*** Opening RECORDED INFORMATION ***

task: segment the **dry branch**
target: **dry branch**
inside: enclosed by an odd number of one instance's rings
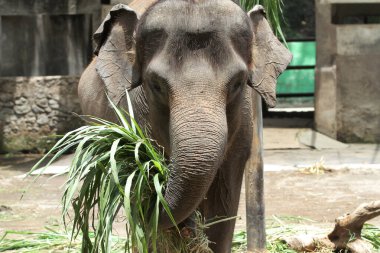
[[[334,230],[327,236],[295,236],[286,238],[285,242],[300,252],[329,248],[349,250],[351,253],[371,253],[372,246],[361,238],[361,231],[365,222],[379,215],[380,201],[364,203],[352,213],[338,217]]]

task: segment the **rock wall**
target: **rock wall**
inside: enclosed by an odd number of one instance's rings
[[[0,152],[44,151],[82,124],[79,77],[0,78]]]

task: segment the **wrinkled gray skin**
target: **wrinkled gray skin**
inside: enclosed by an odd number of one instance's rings
[[[165,199],[176,222],[197,208],[206,219],[235,216],[251,154],[252,88],[273,106],[291,59],[262,8],[247,15],[228,0],[166,0],[139,18],[117,5],[94,39],[97,57],[79,83],[83,113],[115,120],[105,92],[126,107],[130,90],[136,120],[172,162]],[[207,230],[214,252],[230,252],[234,225]],[[160,227],[171,226],[162,215]]]

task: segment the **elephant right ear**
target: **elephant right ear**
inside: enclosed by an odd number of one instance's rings
[[[125,94],[140,84],[135,64],[134,31],[138,16],[127,5],[115,5],[94,33],[96,71],[110,99],[116,105]]]
[[[290,51],[273,34],[265,18],[265,10],[255,5],[248,12],[252,22],[252,86],[269,107],[276,105],[277,77],[292,60]]]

*** Closing RECORDED INFORMATION ***

* REQUIRED WORK
Exactly as they appear above, write out all the entries, but not the images.

* REPLY
task: segment the **dry branch**
target: **dry branch**
inside: enclosed by an odd number of one instance's rings
[[[334,230],[327,236],[295,236],[286,238],[285,242],[300,252],[329,248],[349,250],[351,253],[371,253],[372,246],[361,238],[361,231],[365,222],[379,215],[380,201],[364,203],[352,213],[338,217]]]

task: segment the **rock wall**
target: **rock wall**
inside: enclosed by an odd number of one instance's rings
[[[0,152],[44,151],[82,124],[79,77],[0,78]]]

task: segment the **wrinkled gray skin**
target: **wrinkled gray skin**
inside: enclosed by an odd number of one instance's rings
[[[165,199],[176,222],[197,208],[206,219],[235,216],[251,154],[252,88],[273,106],[291,59],[262,8],[247,15],[228,0],[166,0],[139,18],[117,5],[94,39],[97,57],[79,83],[83,113],[115,120],[105,92],[126,107],[130,90],[136,120],[172,162]],[[207,230],[214,252],[230,252],[234,225]],[[160,227],[171,226],[162,215]]]

task: segment the **elephant right ear**
target: **elephant right ear**
inside: enclosed by an odd number of one instance's rings
[[[125,94],[140,84],[135,64],[134,31],[138,16],[127,5],[115,5],[94,33],[96,71],[110,99],[116,105]]]
[[[290,51],[273,34],[265,18],[265,10],[255,5],[248,12],[252,22],[252,86],[269,107],[276,105],[277,77],[292,60]]]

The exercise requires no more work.